Data provided —
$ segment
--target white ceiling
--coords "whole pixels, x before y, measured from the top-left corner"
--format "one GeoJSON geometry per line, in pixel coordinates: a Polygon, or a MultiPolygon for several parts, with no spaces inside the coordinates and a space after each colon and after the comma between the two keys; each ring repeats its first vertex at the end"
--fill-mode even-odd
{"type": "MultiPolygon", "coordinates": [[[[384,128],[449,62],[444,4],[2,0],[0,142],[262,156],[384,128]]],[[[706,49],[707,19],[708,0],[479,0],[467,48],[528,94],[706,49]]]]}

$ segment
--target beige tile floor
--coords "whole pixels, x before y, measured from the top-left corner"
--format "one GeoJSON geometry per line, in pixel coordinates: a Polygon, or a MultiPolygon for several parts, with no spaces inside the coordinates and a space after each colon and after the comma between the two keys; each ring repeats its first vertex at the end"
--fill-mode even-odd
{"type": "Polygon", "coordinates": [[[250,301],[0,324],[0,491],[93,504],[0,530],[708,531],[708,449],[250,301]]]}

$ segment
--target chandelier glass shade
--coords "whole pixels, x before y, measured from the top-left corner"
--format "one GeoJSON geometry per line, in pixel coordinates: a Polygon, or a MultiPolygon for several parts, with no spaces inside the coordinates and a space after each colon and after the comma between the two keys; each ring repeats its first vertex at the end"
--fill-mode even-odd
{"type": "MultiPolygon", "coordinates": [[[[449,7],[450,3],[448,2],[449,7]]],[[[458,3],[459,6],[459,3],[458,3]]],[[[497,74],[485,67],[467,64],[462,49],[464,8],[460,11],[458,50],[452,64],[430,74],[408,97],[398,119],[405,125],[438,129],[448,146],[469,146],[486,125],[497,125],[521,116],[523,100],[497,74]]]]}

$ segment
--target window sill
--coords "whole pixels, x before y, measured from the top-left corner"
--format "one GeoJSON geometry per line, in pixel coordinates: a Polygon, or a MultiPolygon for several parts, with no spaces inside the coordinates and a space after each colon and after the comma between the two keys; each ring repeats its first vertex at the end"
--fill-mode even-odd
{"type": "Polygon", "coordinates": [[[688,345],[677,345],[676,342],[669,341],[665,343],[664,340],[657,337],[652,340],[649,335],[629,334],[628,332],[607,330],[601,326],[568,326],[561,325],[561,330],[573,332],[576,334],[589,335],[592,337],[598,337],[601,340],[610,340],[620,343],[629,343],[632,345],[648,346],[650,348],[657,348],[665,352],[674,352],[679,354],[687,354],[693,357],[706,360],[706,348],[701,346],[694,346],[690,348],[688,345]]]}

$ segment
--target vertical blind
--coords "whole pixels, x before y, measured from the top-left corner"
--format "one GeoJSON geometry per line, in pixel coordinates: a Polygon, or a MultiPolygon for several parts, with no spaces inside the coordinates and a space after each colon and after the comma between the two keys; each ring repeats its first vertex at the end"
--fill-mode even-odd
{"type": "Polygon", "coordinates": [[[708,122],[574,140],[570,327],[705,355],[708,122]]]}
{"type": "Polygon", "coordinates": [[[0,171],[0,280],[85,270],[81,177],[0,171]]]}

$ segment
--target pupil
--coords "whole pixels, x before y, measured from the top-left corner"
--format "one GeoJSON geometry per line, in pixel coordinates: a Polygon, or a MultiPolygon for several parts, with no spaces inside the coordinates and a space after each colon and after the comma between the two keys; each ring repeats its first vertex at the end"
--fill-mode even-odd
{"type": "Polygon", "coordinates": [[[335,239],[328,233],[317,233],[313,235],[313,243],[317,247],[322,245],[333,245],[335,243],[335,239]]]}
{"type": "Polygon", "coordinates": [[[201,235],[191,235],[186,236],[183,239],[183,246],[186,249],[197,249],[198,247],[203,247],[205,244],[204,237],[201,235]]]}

Task brief —
Give back each line of the records above that contains the word "target". Letter case counts.

Result —
--target white ceiling
--target beige tile floor
--target chandelier glass shade
--target window sill
--target vertical blind
--target pupil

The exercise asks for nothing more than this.